Retype the tail of the data exactly, starting at the line containing "[spot] the inscription" and stopping at the last line.

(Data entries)

+ + + + +

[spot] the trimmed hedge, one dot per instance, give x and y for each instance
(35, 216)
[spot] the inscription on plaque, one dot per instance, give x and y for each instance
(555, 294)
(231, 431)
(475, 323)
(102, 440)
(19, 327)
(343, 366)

+ + + + +

**The output:**
[spot] the inscription on plaque, one dot per instance, give x and y for each instance
(555, 294)
(231, 431)
(475, 323)
(102, 440)
(19, 327)
(343, 366)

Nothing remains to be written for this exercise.